(Saved entries)

Content starts

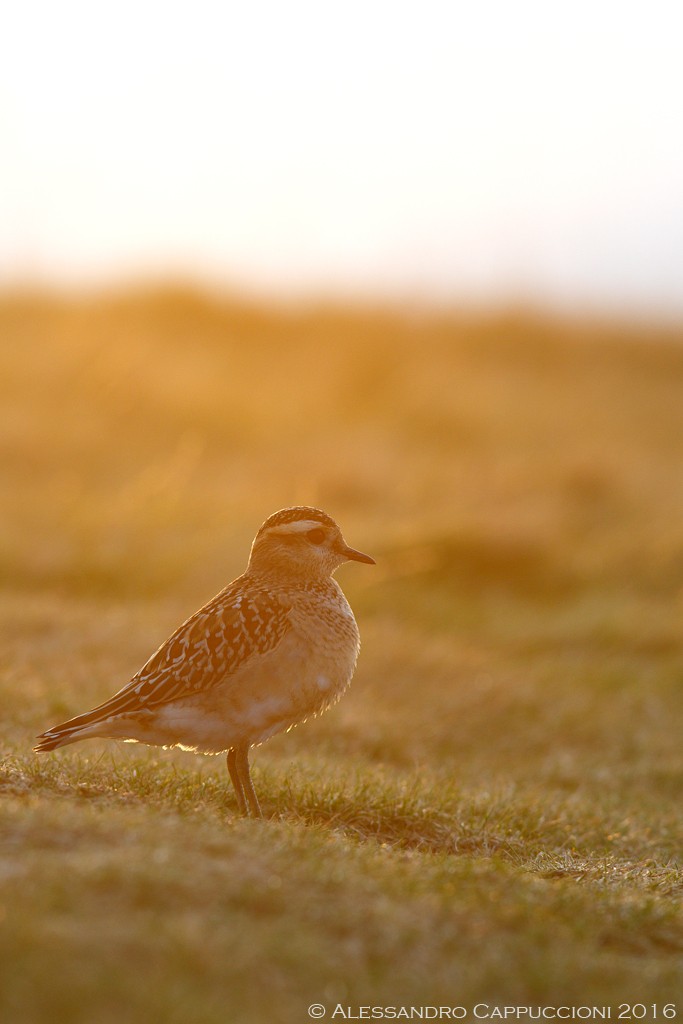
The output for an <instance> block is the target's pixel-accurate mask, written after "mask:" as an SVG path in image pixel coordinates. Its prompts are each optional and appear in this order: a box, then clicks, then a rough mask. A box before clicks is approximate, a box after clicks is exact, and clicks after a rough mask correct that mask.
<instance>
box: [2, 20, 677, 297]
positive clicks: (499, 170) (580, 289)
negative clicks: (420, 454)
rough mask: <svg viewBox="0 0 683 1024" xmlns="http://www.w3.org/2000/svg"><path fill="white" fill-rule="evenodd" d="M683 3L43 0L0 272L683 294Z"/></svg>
mask: <svg viewBox="0 0 683 1024" xmlns="http://www.w3.org/2000/svg"><path fill="white" fill-rule="evenodd" d="M682 29H683V13H682V12H681V7H680V4H677V3H675V2H674V0H653V2H652V3H649V4H644V3H638V2H632V3H617V2H616V0H595V2H589V0H578V2H577V3H574V4H572V5H571V6H570V7H567V6H558V5H556V4H551V5H549V4H547V3H543V2H542V0H521V2H520V3H517V4H515V5H511V4H509V3H505V2H503V0H486V2H483V3H479V4H469V5H466V4H462V3H446V2H443V0H425V2H424V3H422V4H420V5H417V4H405V3H403V4H390V3H388V2H385V0H370V2H362V3H360V2H356V0H350V2H349V3H347V4H345V6H344V8H343V10H342V9H340V8H338V7H335V6H333V5H330V4H319V3H314V2H312V0H294V2H293V3H291V4H288V5H287V6H283V5H282V4H278V3H274V2H272V0H255V2H253V3H249V4H245V3H243V4H236V3H217V2H213V0H198V2H197V3H196V4H195V5H193V6H191V8H190V7H189V6H187V5H186V4H181V3H164V4H162V3H161V2H158V0H139V2H137V0H136V2H134V3H133V2H132V0H122V2H121V3H119V4H117V6H116V8H112V9H108V10H103V9H101V8H99V7H93V5H92V4H88V3H86V2H85V0H65V2H63V3H60V4H58V5H54V4H49V3H47V2H46V0H28V2H27V3H24V4H16V5H13V7H12V9H11V10H10V11H8V13H7V17H6V22H5V27H4V31H3V39H2V42H0V57H1V59H0V90H1V92H0V96H1V98H0V123H1V124H2V138H3V158H2V170H1V172H0V173H1V174H2V188H1V189H0V283H1V284H2V285H3V286H4V287H10V286H15V285H23V284H26V283H37V282H39V283H45V284H50V285H69V286H71V287H77V288H82V287H84V286H86V285H87V286H90V287H91V286H93V285H97V286H100V285H102V284H106V285H110V284H111V283H112V282H113V281H116V282H121V281H126V282H128V281H131V280H132V281H134V280H138V279H140V278H142V279H147V280H148V279H150V278H155V276H156V278H160V276H162V278H163V276H165V278H168V276H169V275H173V276H175V278H182V279H187V278H189V279H191V280H195V281H198V282H201V283H205V284H207V283H210V284H211V285H213V286H214V287H216V288H218V289H223V288H225V287H229V288H232V289H238V290H249V291H250V292H254V293H256V294H258V295H266V296H267V295H273V294H276V295H279V296H287V297H291V296H292V295H295V296H298V297H304V298H310V297H311V296H321V295H322V296H330V295H334V296H336V297H343V298H346V299H348V298H353V297H357V296H365V297H368V296H370V297H372V298H375V297H377V296H378V295H380V296H382V297H384V298H389V299H392V300H400V301H401V302H403V301H405V300H413V301H422V302H424V301H427V302H434V301H438V302H439V303H446V304H453V303H462V302H470V303H471V302H477V303H490V302H495V303H500V302H502V301H515V302H518V301H525V302H530V303H533V304H542V305H551V306H552V307H558V306H559V307H562V308H567V307H568V308H573V307H577V306H581V307H584V308H585V307H588V306H591V307H597V308H599V309H600V310H605V309H608V310H611V311H613V312H626V313H630V312H632V311H634V310H635V311H638V312H644V311H646V312H650V313H655V314H657V315H658V314H663V313H665V314H675V315H678V314H680V313H681V309H682V305H683V291H682V284H681V278H682V274H681V266H683V197H682V189H681V181H682V180H683V143H682V141H681V131H680V124H681V113H682V111H681V105H682V100H681V96H682V95H683V71H682V70H681V61H680V39H681V30H682Z"/></svg>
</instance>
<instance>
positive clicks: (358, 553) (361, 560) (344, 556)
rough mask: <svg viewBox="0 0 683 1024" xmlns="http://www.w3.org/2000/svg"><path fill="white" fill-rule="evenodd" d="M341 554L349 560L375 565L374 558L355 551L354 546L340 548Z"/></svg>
mask: <svg viewBox="0 0 683 1024" xmlns="http://www.w3.org/2000/svg"><path fill="white" fill-rule="evenodd" d="M341 554H342V555H344V557H345V558H348V560H349V561H350V562H367V563H368V564H369V565H377V562H376V561H375V559H374V558H371V556H370V555H364V553H362V551H356V550H355V548H349V547H348V545H346V547H345V548H342V550H341Z"/></svg>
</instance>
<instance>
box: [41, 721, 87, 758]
mask: <svg viewBox="0 0 683 1024" xmlns="http://www.w3.org/2000/svg"><path fill="white" fill-rule="evenodd" d="M83 738H84V737H83V736H82V735H81V728H80V727H78V726H77V727H76V728H74V729H62V728H61V727H59V726H57V728H55V729H48V731H47V732H43V733H41V735H40V736H38V740H39V742H37V743H36V745H35V746H34V751H38V752H39V753H42V752H43V751H54V750H56V748H57V746H66V745H67V743H75V742H76V740H77V739H83Z"/></svg>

Content ends

EXERCISE INSTRUCTIONS:
Output all the entries above verbatim, please. No images.

YOUR RESPONSE:
The output for an <instance> block is the target's pixel-accurate mask, written after "mask:" as an SVG path in image pixel coordinates. Its prompts are each optional and appear in this order: a box, then clicks, then a rough mask. A box before clicks is approximate, a box after clicks is exact, and clicks after a rough mask correct that mask.
<instance>
box: [2, 20, 677, 297]
positive clicks: (499, 170) (580, 289)
negative clicks: (420, 454)
rough mask: <svg viewBox="0 0 683 1024" xmlns="http://www.w3.org/2000/svg"><path fill="white" fill-rule="evenodd" d="M683 3L43 0L0 272L683 294Z"/></svg>
mask: <svg viewBox="0 0 683 1024" xmlns="http://www.w3.org/2000/svg"><path fill="white" fill-rule="evenodd" d="M682 29H683V13H682V12H681V7H680V4H677V3H675V2H674V0H653V2H652V3H649V4H644V3H638V2H632V3H617V2H616V0H595V2H589V0H578V2H577V3H574V4H572V5H571V6H570V7H567V6H558V5H556V4H551V5H549V4H547V3H543V2H542V0H521V2H520V3H517V4H515V5H511V4H509V3H505V2H503V0H486V2H483V3H479V4H469V5H466V4H462V3H446V2H443V0H425V2H424V3H422V4H420V5H417V4H405V3H403V4H390V3H388V2H385V0H370V2H362V3H360V2H356V0H350V2H349V3H347V4H345V6H344V8H343V10H342V9H340V8H338V7H335V6H333V5H330V4H319V3H314V2H312V0H294V2H293V3H291V4H288V5H287V6H283V5H282V4H278V3H274V2H272V0H255V2H253V3H249V4H245V3H243V4H236V3H217V2H213V0H198V2H197V3H196V4H195V5H193V6H191V8H190V7H189V6H187V5H186V4H181V3H164V4H162V3H161V2H158V0H139V2H137V0H136V2H134V3H133V2H132V0H122V2H121V3H119V4H117V6H116V8H112V9H108V10H103V9H101V8H99V7H93V5H92V4H88V3H86V2H85V0H65V2H63V3H60V4H58V5H54V4H49V3H47V2H46V0H28V2H27V3H24V4H16V5H13V7H12V9H11V10H10V11H8V13H7V17H6V22H5V27H4V31H3V39H2V42H0V57H1V59H0V90H1V92H0V96H1V98H0V123H1V124H2V138H3V158H2V170H1V172H0V173H1V174H2V188H1V189H0V283H1V284H2V285H3V286H4V287H10V286H15V285H23V284H26V283H37V282H39V283H45V284H50V285H69V286H71V287H77V288H82V287H84V286H86V285H87V286H90V287H91V286H93V285H97V286H100V285H102V284H106V285H110V284H111V283H112V282H113V281H116V282H121V281H126V282H128V281H131V280H132V281H134V280H138V279H140V278H142V279H147V280H148V279H150V278H155V276H156V278H160V276H162V278H163V276H165V278H168V276H169V275H173V276H175V278H182V279H187V278H189V279H191V280H195V281H198V282H201V283H205V284H207V283H210V284H211V285H213V286H214V287H216V288H218V289H223V288H225V287H229V288H232V289H238V290H249V291H250V292H254V293H256V294H258V295H266V296H267V295H273V294H276V295H279V296H287V297H291V296H292V295H295V296H298V297H304V298H310V297H311V296H321V295H322V296H330V295H334V296H336V297H343V298H346V299H348V298H353V297H357V296H365V297H368V296H370V297H372V298H375V297H377V296H378V295H380V296H382V297H384V298H389V299H392V300H400V301H401V302H403V301H405V300H413V301H422V302H424V301H427V302H434V301H438V302H439V303H446V304H453V303H462V302H470V303H471V302H477V303H490V302H495V303H500V302H502V301H515V302H518V301H525V302H530V303H533V304H542V305H551V306H552V307H558V306H559V307H562V308H567V307H568V308H573V307H577V306H581V307H584V308H585V307H588V306H591V307H597V308H599V309H600V310H605V309H608V310H611V311H613V312H626V313H630V312H632V311H634V310H635V311H638V312H644V311H646V312H650V313H655V314H657V315H658V314H663V313H665V314H675V315H678V314H680V313H681V309H682V305H683V291H682V284H681V278H682V274H681V266H683V197H682V189H681V181H682V180H683V143H682V141H681V131H680V124H681V113H682V111H681V105H682V100H681V96H682V95H683V71H682V70H681V61H680V39H681V30H682Z"/></svg>
</instance>
<instance>
positive clicks: (358, 553) (361, 560) (344, 556)
rough mask: <svg viewBox="0 0 683 1024" xmlns="http://www.w3.org/2000/svg"><path fill="white" fill-rule="evenodd" d="M341 554L349 560L375 565L374 558L355 551L354 546L340 548Z"/></svg>
mask: <svg viewBox="0 0 683 1024" xmlns="http://www.w3.org/2000/svg"><path fill="white" fill-rule="evenodd" d="M341 554H342V555H344V557H345V558H348V560H349V561H350V562H367V563H368V564H369V565H377V562H376V561H375V559H374V558H371V556H370V555H364V553H362V551H356V550H355V548H349V547H348V545H346V547H345V548H342V550H341Z"/></svg>
</instance>
<instance>
box: [41, 721, 87, 758]
mask: <svg viewBox="0 0 683 1024" xmlns="http://www.w3.org/2000/svg"><path fill="white" fill-rule="evenodd" d="M83 738H84V737H83V736H82V735H81V728H80V727H78V726H77V727H76V728H74V729H62V728H61V727H59V726H57V728H55V729H48V731H47V732H43V733H41V735H40V736H38V740H39V742H37V743H36V745H35V746H34V751H38V752H39V753H42V752H43V751H54V750H56V748H57V746H66V745H67V743H75V742H76V740H77V739H83Z"/></svg>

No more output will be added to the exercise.